▶ **EXCERPT**
>>>>>

Explore vision capabilities with the Gemini API

The Gemini API can run inference on images and videos passed to it. When passed an image, a series of images, or a video, Gemini can:

  • Describe or answer questions about the content
  • Summarize the content
  • Extrapolate from the content

This tutorial demonstrates some possible ways to prompt the Gemini API with images and video input. All output is text-only.

Before you begin: Set up your project and API key

Before calling the Gemini API, you need to set up your project and configure your API key.

Prompting with images

In this tutorial, you will upload images using the File API or as inline data and generate content based on those images.

Technical details (images)

Gemini 1.5 Pro and 1.5 Flash support a maximum of 3,600 image files.

Images must be in one of the following image data MIME types:

  • PNG - image/png
  • JPEG - image/jpeg
  • WEBP - image/webp
  • HEIC - image/heic
  • HEIF - image/heif

Each image is equivalent to 258 tokens.

<<<<<

▶ **WHAT YOU NEED TO DO**
• A. In the Gemini vision tutorial, how many tokens is each image equivalent to?
• B. Name every image MIME type that the Gemini vision tutorial accepts.
• C. Carry on the Gemini vision tutorial from its last sentence.
Nothing in the listing that comes after this point is needed for the work here.

▶ **PROVIDED INFORMATION**
>>>>>

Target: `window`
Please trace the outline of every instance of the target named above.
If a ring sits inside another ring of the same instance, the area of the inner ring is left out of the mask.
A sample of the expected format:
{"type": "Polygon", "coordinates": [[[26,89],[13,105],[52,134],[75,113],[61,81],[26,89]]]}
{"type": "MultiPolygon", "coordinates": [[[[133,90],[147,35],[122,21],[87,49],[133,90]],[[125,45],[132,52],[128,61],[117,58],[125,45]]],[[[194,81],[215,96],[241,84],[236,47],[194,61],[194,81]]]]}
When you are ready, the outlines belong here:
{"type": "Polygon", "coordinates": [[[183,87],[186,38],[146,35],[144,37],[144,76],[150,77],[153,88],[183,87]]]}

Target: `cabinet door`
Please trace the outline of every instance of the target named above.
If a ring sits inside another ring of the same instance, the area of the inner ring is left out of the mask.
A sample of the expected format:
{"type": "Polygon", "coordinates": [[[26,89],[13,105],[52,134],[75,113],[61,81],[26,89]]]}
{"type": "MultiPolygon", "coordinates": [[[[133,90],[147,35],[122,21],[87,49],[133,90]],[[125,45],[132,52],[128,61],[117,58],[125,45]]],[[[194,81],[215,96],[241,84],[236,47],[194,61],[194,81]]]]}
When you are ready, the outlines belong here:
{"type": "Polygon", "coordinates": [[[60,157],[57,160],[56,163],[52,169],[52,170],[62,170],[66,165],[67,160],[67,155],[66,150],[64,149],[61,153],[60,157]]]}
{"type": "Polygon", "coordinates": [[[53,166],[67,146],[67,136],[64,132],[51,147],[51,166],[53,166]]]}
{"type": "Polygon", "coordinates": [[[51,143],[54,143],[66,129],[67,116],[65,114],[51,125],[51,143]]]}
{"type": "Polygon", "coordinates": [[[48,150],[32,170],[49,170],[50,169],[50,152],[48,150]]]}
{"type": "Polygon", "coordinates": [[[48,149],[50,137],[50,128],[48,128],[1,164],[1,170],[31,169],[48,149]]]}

<<<<<

▶ **ANSWERS BY TASK**
• A. 258 tokens.

• B. image/png, image/jpeg, image/webp, image/heic, image/heif

• C.
While there are no specific limits to the number of pixels in an image besides the model's context window, larger images are scaled down to a maximum resolution of 3072x3072 while preserving their original aspect ratio, while smaller images are scaled up to 768x768 pixels. There is no cost reduction for images at lower sizes, other than bandwidth, or performance improvement for images at higher resolution.

For best results:

  • Rotate images to the correct orientation before uploading.
  • Avoid blurry images.
  • If using a single image, place the text prompt after the image.

Upload an image and generate content

Use the media.upload method of the File API to upload an image of any size. (Always use the File API when the combination of files and system instructions that you intend to send is larger than 20 MB.)

After uploading the file, you can make GenerateContent requests that reference the File API URI. Select the generative model and provide it with a text prompt and the uploaded image.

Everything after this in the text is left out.